- **DIRECTIONS**
Give back the records in their entirety, exactly.

[Saved data entries]
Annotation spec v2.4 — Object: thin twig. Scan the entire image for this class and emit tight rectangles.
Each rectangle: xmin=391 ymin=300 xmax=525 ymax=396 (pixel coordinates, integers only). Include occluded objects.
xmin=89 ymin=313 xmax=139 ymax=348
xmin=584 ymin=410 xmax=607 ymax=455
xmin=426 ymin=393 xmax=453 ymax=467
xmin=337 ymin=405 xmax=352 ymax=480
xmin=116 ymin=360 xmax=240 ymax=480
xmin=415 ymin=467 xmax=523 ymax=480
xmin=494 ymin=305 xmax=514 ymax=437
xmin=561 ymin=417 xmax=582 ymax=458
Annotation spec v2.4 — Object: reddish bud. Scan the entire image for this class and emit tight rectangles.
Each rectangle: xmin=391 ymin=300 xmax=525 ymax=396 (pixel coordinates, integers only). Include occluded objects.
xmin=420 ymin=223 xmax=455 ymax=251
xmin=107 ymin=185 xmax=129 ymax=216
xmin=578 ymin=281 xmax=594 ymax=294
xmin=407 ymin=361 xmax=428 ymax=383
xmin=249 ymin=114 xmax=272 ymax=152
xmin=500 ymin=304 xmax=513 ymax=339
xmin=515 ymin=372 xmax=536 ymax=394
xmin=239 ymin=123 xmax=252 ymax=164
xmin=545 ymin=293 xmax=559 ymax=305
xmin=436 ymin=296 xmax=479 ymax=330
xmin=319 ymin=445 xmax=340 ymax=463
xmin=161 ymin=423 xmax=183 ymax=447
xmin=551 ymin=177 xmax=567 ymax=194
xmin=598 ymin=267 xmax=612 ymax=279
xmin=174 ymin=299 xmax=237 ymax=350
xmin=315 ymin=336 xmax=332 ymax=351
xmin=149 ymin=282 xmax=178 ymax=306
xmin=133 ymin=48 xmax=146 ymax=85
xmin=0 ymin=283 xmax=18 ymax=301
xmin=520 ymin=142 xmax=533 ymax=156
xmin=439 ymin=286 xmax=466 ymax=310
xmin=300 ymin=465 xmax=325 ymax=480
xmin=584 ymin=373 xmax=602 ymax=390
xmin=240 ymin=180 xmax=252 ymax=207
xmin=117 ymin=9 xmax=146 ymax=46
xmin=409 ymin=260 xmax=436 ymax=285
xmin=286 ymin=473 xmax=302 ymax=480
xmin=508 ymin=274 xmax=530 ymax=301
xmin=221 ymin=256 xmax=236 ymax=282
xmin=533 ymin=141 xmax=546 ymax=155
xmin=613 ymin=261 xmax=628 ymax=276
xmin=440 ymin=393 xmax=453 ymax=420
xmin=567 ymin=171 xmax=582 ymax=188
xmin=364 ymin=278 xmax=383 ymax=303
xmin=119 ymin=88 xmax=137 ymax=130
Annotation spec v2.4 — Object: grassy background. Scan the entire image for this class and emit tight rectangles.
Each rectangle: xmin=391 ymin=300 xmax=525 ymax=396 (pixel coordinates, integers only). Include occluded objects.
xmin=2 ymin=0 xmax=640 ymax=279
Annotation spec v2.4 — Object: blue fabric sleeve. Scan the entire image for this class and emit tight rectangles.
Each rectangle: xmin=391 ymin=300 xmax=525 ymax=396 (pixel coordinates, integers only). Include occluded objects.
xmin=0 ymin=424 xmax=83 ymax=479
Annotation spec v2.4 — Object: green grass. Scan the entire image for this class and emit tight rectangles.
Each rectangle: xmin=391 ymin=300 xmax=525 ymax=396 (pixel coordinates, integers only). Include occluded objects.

- **OUTPUT OF THE EXERCISE**
Annotation spec v2.4 — Object: thin twig. Scan the entire image for this class and emit tight rectangles.
Each rectangle: xmin=391 ymin=300 xmax=525 ymax=396 (pixel coordinates, integers only). Include occluded objects.
xmin=89 ymin=313 xmax=139 ymax=348
xmin=584 ymin=410 xmax=607 ymax=455
xmin=426 ymin=393 xmax=453 ymax=467
xmin=337 ymin=405 xmax=352 ymax=480
xmin=116 ymin=360 xmax=240 ymax=480
xmin=415 ymin=467 xmax=523 ymax=480
xmin=494 ymin=305 xmax=514 ymax=437
xmin=561 ymin=417 xmax=582 ymax=458
Annotation spec v2.4 — Object: reddish bud. Scan the entire image for this class and emit tight rectangles.
Each rectangle: xmin=391 ymin=300 xmax=525 ymax=396 (pixel coordinates, integers only). Include occluded objects.
xmin=420 ymin=223 xmax=455 ymax=251
xmin=107 ymin=185 xmax=129 ymax=216
xmin=578 ymin=281 xmax=594 ymax=294
xmin=407 ymin=361 xmax=428 ymax=383
xmin=249 ymin=114 xmax=272 ymax=152
xmin=500 ymin=304 xmax=513 ymax=339
xmin=515 ymin=372 xmax=536 ymax=394
xmin=239 ymin=123 xmax=252 ymax=164
xmin=545 ymin=293 xmax=559 ymax=305
xmin=436 ymin=296 xmax=479 ymax=330
xmin=319 ymin=445 xmax=340 ymax=463
xmin=161 ymin=423 xmax=183 ymax=447
xmin=551 ymin=177 xmax=567 ymax=194
xmin=598 ymin=267 xmax=612 ymax=279
xmin=174 ymin=299 xmax=237 ymax=350
xmin=315 ymin=336 xmax=332 ymax=351
xmin=149 ymin=282 xmax=178 ymax=306
xmin=133 ymin=48 xmax=146 ymax=85
xmin=0 ymin=283 xmax=18 ymax=301
xmin=520 ymin=142 xmax=533 ymax=156
xmin=439 ymin=286 xmax=466 ymax=310
xmin=300 ymin=465 xmax=325 ymax=480
xmin=584 ymin=373 xmax=602 ymax=390
xmin=240 ymin=180 xmax=252 ymax=207
xmin=117 ymin=9 xmax=146 ymax=46
xmin=409 ymin=260 xmax=436 ymax=285
xmin=286 ymin=473 xmax=302 ymax=480
xmin=508 ymin=274 xmax=530 ymax=301
xmin=221 ymin=256 xmax=236 ymax=282
xmin=533 ymin=141 xmax=546 ymax=155
xmin=613 ymin=261 xmax=628 ymax=276
xmin=440 ymin=393 xmax=453 ymax=420
xmin=567 ymin=171 xmax=582 ymax=188
xmin=364 ymin=278 xmax=383 ymax=303
xmin=119 ymin=88 xmax=137 ymax=130
Annotation spec v2.4 — Object: grassy background. Scan the entire image for this class and emit tight rectangles.
Each rectangle: xmin=391 ymin=300 xmax=525 ymax=396 (pixel coordinates, integers only). Include occluded objects.
xmin=2 ymin=0 xmax=640 ymax=279
Annotation spec v2.4 — Object: blue fabric sleeve. Scan the entire image for this class and emit tight rectangles.
Each rectangle: xmin=391 ymin=300 xmax=525 ymax=396 (pixel coordinates, integers only). Include occluded objects.
xmin=0 ymin=424 xmax=83 ymax=479
Annotation spec v2.4 — Object: green grass. Scan the entire image for this class and emit tight rectangles.
Each rectangle: xmin=391 ymin=300 xmax=525 ymax=396 (pixel coordinates, integers only). Include occluded objects.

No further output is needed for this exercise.